BEGIN Excerpted text

Concern over the quality of debt investments worries investors.  Could liquidity in debt markets be drying up? Transcript of radio broadcast:

This is the VOA Special English Economics Report.

Liquidity is the ease with which an investment can be sold and turned into money. For example, when a stock is traded easily, the market for it is said to be liquid.

Liquidity can also suggest the ease with which money can be raised in debt markets. And this is where concerns are being raised. Offering credit always carries some risk that the loan will not be repaid. Now experts are saying that investors are as concerned about debt risk as they have been since two thousand one.

One way to measure investors' concern is by their willingness to buy new debt investments. Recently, banks, led by J. P. Morgan, postponed the sale of twelve billion dollars in bonds for the carmaker Chrysler.

The bond offering was part of a deal by private equity company Cerburus Capital Management to buy Chrysler from German carmaker Daimler. Reports say the deal is not in danger. But it could mean an increase in borrowing costs.

American markets are not the only ones in which banks are having trouble selling bonds. American private equity company Kohlberg Kravis Roberts hoped to raise over ten billion dollars in bonds. This was part of a deal to buy Alliance Boots, a European company that sells medicines. But a group of banks had to postpone the sale because of a lack of buyers.

END Excerpted text

Using the information:
A: Output the text on debt market liquidity word for word, starting with "American markets are" and going on through "lack of buyers.".
B: Continue the report on debt market liquidity with the next part, starting after its final sentence.

BEGIN Entries supplied

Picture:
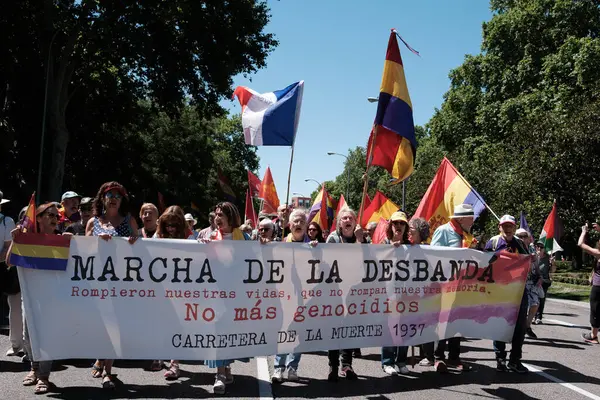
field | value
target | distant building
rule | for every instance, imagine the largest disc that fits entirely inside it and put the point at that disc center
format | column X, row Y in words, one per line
column 301, row 202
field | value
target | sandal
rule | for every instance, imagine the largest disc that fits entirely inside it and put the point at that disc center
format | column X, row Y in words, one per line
column 97, row 370
column 43, row 386
column 172, row 373
column 31, row 379
column 156, row 365
column 107, row 382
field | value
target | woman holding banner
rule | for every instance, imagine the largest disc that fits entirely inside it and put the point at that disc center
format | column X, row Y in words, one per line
column 172, row 225
column 227, row 222
column 111, row 218
column 47, row 221
column 348, row 231
column 393, row 358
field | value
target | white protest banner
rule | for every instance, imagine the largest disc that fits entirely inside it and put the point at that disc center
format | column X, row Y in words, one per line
column 179, row 299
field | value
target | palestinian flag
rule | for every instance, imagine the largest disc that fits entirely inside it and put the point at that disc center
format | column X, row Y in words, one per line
column 548, row 236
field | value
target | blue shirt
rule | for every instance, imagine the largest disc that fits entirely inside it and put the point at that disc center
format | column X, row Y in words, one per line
column 446, row 236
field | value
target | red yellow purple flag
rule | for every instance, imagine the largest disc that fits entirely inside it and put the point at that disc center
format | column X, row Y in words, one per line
column 392, row 143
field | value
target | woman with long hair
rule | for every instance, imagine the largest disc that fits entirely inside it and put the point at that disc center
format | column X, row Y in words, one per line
column 592, row 337
column 111, row 218
column 39, row 375
column 227, row 222
column 172, row 225
column 393, row 358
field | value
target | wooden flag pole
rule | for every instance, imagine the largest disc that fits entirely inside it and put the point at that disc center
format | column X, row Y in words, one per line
column 287, row 195
column 366, row 175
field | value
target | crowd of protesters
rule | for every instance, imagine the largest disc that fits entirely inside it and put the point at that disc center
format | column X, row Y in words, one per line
column 108, row 215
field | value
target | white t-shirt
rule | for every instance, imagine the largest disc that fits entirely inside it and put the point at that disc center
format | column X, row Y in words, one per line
column 6, row 228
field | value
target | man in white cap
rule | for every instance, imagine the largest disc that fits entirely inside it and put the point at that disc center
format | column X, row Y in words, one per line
column 455, row 233
column 507, row 241
column 10, row 285
column 68, row 213
column 191, row 221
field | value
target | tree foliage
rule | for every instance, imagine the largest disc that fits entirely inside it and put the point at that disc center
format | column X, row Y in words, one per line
column 520, row 120
column 113, row 69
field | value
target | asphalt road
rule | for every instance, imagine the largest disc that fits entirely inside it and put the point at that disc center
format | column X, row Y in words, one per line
column 566, row 368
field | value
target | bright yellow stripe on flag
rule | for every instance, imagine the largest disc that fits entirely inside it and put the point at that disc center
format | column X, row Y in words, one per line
column 31, row 250
column 403, row 164
column 394, row 82
column 456, row 194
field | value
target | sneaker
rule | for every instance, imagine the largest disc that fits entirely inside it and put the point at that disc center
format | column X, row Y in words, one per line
column 348, row 373
column 458, row 365
column 228, row 376
column 333, row 374
column 517, row 367
column 426, row 363
column 277, row 376
column 402, row 369
column 292, row 375
column 501, row 365
column 530, row 333
column 440, row 366
column 587, row 337
column 219, row 385
column 390, row 370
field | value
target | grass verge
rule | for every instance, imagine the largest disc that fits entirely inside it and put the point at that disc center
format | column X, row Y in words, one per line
column 568, row 291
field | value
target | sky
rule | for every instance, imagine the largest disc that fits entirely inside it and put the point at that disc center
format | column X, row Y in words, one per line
column 338, row 48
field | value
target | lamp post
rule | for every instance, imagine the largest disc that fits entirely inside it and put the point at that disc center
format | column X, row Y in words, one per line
column 331, row 153
column 374, row 100
column 39, row 185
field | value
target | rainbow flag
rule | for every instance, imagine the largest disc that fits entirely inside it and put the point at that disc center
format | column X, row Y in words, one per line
column 448, row 189
column 29, row 222
column 380, row 207
column 392, row 143
column 38, row 251
column 321, row 211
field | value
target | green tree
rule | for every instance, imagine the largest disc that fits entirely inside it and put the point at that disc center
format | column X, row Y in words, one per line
column 102, row 58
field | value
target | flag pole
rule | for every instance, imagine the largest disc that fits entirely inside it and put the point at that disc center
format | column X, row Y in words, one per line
column 287, row 195
column 366, row 175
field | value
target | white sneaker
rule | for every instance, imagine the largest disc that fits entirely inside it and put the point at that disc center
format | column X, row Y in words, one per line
column 277, row 376
column 402, row 369
column 390, row 370
column 292, row 375
column 219, row 386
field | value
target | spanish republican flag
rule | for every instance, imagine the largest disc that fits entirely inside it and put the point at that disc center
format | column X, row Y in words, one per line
column 448, row 189
column 268, row 193
column 321, row 211
column 548, row 235
column 380, row 207
column 34, row 250
column 392, row 144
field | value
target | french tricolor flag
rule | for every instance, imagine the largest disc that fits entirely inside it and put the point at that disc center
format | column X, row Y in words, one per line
column 270, row 119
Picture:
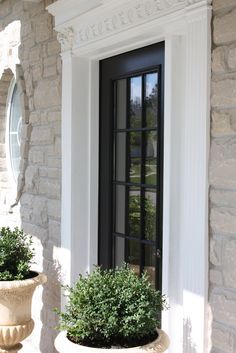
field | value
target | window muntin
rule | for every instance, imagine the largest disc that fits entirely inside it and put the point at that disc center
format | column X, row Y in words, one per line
column 15, row 123
column 136, row 184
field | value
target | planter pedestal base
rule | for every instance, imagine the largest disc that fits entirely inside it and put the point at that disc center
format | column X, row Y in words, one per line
column 11, row 336
column 12, row 349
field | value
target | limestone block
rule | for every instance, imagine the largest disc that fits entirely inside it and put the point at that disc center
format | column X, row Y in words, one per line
column 24, row 149
column 216, row 277
column 54, row 173
column 223, row 148
column 54, row 209
column 5, row 8
column 34, row 54
column 232, row 58
column 27, row 200
column 37, row 72
column 49, row 71
column 50, row 61
column 37, row 157
column 223, row 306
column 229, row 263
column 43, row 28
column 26, row 214
column 223, row 198
column 3, row 165
column 224, row 93
column 223, row 220
column 216, row 250
column 50, row 188
column 54, row 116
column 40, row 215
column 28, row 83
column 31, row 104
column 225, row 28
column 32, row 179
column 53, row 48
column 26, row 29
column 47, row 94
column 41, row 135
column 54, row 230
column 223, row 173
column 222, row 339
column 223, row 123
column 57, row 146
column 26, row 131
column 218, row 60
column 36, row 231
column 59, row 65
column 54, row 162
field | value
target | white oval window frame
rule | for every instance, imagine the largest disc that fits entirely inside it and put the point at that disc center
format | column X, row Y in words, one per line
column 11, row 89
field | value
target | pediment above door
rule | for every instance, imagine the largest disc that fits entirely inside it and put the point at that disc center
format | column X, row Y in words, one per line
column 83, row 22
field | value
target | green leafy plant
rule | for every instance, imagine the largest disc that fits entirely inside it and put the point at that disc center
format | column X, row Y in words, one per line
column 16, row 254
column 112, row 308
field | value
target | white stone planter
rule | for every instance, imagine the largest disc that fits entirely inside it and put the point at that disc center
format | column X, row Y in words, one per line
column 15, row 311
column 63, row 345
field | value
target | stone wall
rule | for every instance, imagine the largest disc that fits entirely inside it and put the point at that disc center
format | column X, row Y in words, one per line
column 223, row 179
column 39, row 184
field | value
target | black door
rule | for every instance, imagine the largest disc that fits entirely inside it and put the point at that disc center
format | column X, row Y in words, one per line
column 131, row 160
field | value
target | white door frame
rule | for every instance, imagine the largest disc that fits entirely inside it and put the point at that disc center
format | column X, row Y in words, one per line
column 90, row 30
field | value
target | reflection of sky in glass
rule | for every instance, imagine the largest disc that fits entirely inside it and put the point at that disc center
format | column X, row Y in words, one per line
column 151, row 81
column 136, row 88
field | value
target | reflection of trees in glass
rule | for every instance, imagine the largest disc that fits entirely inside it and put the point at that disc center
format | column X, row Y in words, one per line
column 135, row 112
column 134, row 216
column 151, row 107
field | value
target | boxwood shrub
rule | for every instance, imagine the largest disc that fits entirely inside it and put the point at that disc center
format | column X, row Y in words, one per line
column 16, row 254
column 112, row 308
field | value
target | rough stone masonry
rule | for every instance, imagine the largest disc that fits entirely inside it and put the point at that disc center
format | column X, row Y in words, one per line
column 222, row 291
column 38, row 212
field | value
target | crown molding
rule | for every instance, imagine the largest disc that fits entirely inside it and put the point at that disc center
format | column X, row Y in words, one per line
column 80, row 22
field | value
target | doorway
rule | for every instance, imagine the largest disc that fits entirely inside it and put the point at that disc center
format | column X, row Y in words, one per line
column 131, row 161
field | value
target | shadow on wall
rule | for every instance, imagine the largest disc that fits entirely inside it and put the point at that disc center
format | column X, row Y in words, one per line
column 188, row 345
column 50, row 301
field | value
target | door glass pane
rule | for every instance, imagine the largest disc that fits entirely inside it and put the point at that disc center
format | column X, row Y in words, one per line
column 149, row 262
column 150, row 157
column 136, row 102
column 120, row 156
column 120, row 209
column 135, row 170
column 135, row 152
column 127, row 251
column 134, row 212
column 150, row 215
column 121, row 100
column 119, row 251
column 151, row 99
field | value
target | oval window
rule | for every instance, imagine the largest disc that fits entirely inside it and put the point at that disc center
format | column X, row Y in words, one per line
column 15, row 121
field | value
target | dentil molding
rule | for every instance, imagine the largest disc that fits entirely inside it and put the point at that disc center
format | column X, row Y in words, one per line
column 93, row 20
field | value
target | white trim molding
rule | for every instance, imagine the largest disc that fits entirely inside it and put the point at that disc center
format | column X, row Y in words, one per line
column 9, row 47
column 90, row 30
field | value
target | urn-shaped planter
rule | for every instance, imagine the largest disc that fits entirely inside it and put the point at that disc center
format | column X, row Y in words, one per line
column 16, row 322
column 159, row 345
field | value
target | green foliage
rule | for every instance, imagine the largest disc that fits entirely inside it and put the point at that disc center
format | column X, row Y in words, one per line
column 16, row 254
column 150, row 216
column 111, row 307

END Entries supplied

Responses in order:
A:
American markets are not the only ones in which banks are having trouble selling bonds. American private equity company Kohlberg Kravis Roberts hoped to raise over ten billion dollars in bonds. This was part of a deal to buy Alliance Boots, a European company that sells medicines. But a group of banks had to postpone the sale because of a lack of buyers.

B:
Conditions for big deals by private equity companies appear to be cooling. Private equity companies depend on liquid debt markets to lend them money. And investors are less willing to put money into debt securities.

Part of this is the flight from risk involving investments based on subprime home loans. These loans carry lower than average credit quality but also pay higher interest rates. Credit rating agencies are now recognizing that investments based on subprime home loans are riskier than investors have thought.

Too many high-risk loans were blamed for the failure of the nation's second largest subprime lender. New Century sought bankruptcy protection from its creditors in April.

Investor flight from risk means that debt market liquidity could dry up as interest rates rise. But it is too early to tell.

The Federal Open Market Committee of the Federal Reserve did not change the federal funds rate when it met on Tuesday. The important interest rate remains at five and one fourth percent.